━━━ Data for processing ━━━
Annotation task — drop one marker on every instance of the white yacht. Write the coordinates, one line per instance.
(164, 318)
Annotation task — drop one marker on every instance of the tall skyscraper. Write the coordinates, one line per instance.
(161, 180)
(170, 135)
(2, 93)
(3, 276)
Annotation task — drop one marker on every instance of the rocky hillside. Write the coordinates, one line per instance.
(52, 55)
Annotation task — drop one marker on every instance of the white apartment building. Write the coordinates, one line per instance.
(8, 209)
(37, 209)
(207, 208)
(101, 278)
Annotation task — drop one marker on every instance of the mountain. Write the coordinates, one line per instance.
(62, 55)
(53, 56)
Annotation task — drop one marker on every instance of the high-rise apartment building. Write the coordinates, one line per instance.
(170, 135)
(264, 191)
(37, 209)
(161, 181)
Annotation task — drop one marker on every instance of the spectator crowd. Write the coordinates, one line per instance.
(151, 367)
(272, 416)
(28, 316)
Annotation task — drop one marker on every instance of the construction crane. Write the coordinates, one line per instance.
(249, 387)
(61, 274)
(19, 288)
━━━
All of the lines above must be returned exactly.

Annotation task — drop one marker on every instance of the white yacht. Write the coordinates, one line per instance.
(164, 318)
Annotation task — drop one marker on every instance of the tall skyscraper. Write the coordinates, one line per instance.
(161, 180)
(170, 135)
(2, 93)
(3, 276)
Annotation task — drop one marker on every instance of the rocky hillside. Write the coordinates, one line per instance.
(52, 55)
Annotation task — drop one marker on every instance of the white apartment building. Write the coordinates, one line per instance.
(8, 209)
(37, 209)
(207, 208)
(101, 278)
Annotation task — drop one marker on every instance of the mountain. Write the coordinates, one line per instance.
(62, 55)
(53, 56)
Annotation task — drop one marker on every instance of the high-rise apartment building. Write the coordinates, one line per instance.
(170, 135)
(264, 191)
(37, 209)
(161, 181)
Annotation task — drop one marker on every instance of the spectator crowd. Write the coordinates, one line per instance.
(151, 367)
(272, 416)
(28, 316)
Annotation task — drop one marker on every instance of the construction crane. Write the coordinates, one line per instance.
(249, 387)
(61, 274)
(19, 288)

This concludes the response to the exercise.